===== TEXT SEGMENT
To enhance corporate governance and improve the board’s effectiveness, HIWIN has implemented a Key Performance Indicator (KPI) to strengthen operational efficiency. On December 27th, 2018, HIWIN established measures for evaluating board performance in accordance with letter No. 1070025395 of the Taiwan Governance Code. These measures were approved by the board. Each year, the Company’s deliberative unit will request directors to complete self-assessment questionnaires for the Board of Directors, board members, and functional committees, in order to conduct an annual board performance assessment. The board will then review the questionnaire results and make necessary improvements during the first quarter board meeting of the following year. The board’s performance in 2022 has been evaluated as excellent, with no significant deficiencies or areas requiring improvement. This performance assessment was presented during the board meeting on February 24th, 2023. Currently, the performance of the current Board of Directors is not linked to Environmental, Social, and Governance (ESG) factors, and there has been no engagement with an external third-party independent organization to assess the board’s performance. However, the assessment of such practices in the future is currently being considered.

Organization & Structure

HIWIN’s management team is committed to upholding corporate governance policies that protect shareholder equity and enhance our information transparency. Our endeavors have received extensive recognition. Main Practices:

Organization Chart

HIWIN is a joint-stock company in terms of its ownership and legal form. As of 2022, the management structure of HIWIN is as follows:

The parent company, subsidiaries, and sub-subsidiaries as of the end of 2022:

Internal Control

The internal control system is designed by management, approved by the board, and implemented by the board, management, and employees. Its purpose is to promote efficient operations and provide reasonable assurance.

Information Disclosure

HIWIN is committed to transparency and good faith in disclosing Company information. We provide transparent and open access to operational performances, financial reports, and ESG reports on investor service platforms and our official website. Furthermore, we announce information regarding shareholder meetings and roadshows on our website. To ensure effective communication with investors and shareholders, we have established a spokesperson system to address their queries. This system serves as a reliable channel of communication between HIWIN and our valued investors. In 2022, HIWIN released 45 items of Material Information (Note).

Note: Material Information. https://www.hiwin.tw/stock/stock_annual_report.aspx

Structure of the Board of Directors

The HIWIN Board of Directors consists of 7 to 11 directors and follows the candidate nomination system outlined in Article 192-1 of the Company Act. The director nomination process is thorough, considering the candidate’s professional competence, ethical conduct, and leadership reputation. Currently, HIWIN does not consider ESG background in its director nomination process. Directors at HIWIN serve a three-year term and may be eligible for re-election as per the ” Procedures for the Selection and Appointment of Directors. ”

The 12th Board of Directors consists of 10 directors and serves from June 27th, 2022 to June 26th, 2025. Chairman & CEO Eddie W.H. Chuo leads the Board of Directors. Among the directors, 30% are independent directors, and 30% are employee directors. Our Company has not yet set specific targets for the number of employee and non-employee directors or the number of independent directors. To enhance corporate governance and address stakeholder concerns, HIWIN has established an Audit Committee and Nomination Committee, both of which are composed entirely of independent directors.
==========
===== MATERIAL SUPPLIED
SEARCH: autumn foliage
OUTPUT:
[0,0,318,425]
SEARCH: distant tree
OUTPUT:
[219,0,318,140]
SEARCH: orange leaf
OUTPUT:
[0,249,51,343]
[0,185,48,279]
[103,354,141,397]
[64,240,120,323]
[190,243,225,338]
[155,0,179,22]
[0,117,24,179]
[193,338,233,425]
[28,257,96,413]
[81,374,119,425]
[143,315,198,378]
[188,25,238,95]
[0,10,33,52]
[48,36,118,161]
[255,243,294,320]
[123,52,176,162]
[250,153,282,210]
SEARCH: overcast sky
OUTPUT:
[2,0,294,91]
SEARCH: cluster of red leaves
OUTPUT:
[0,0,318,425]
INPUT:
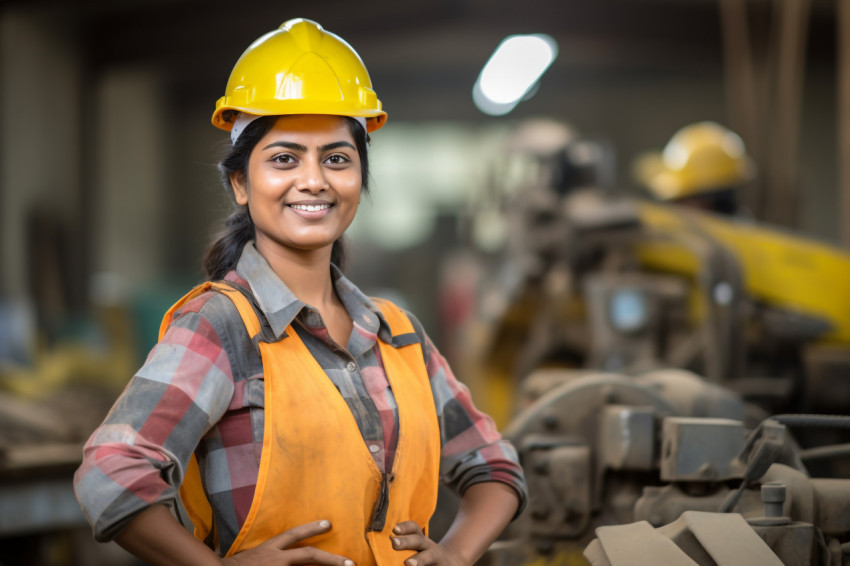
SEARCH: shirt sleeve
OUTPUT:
==========
- [WHAT YOU NEED TO DO]
(1) Answer these questions using the HIWIN governance text:
(a) On what date was the 2022 board performance assessment presented?
(b) How many items of Material Information did HIWIN release in 2022?
(c) How many directors make up the 12th Board of Directors?
(2) Quote the stretch of the HIWIN governance text from "HIWIN’s management team" through "provide reasonable assurance.".
The records have nothing to do with the HIWIN governance text.

- [ANSWERS TO EACH TASK]
(1)
(a) February 24th, 2023
(b) 45
(c) 10

(2)
HIWIN’s management team is committed to upholding corporate governance policies that protect shareholder equity and enhance our information transparency. Our endeavors have received extensive recognition. Main Practices:

Organization Chart

HIWIN is a joint-stock company in terms of its ownership and legal form. As of 2022, the management structure of HIWIN is as follows:

The parent company, subsidiaries, and sub-subsidiaries as of the end of 2022:

Internal Control

The internal control system is designed by management, approved by the board, and implemented by the board, management, and employees. Its purpose is to promote efficient operations and provide reasonable assurance.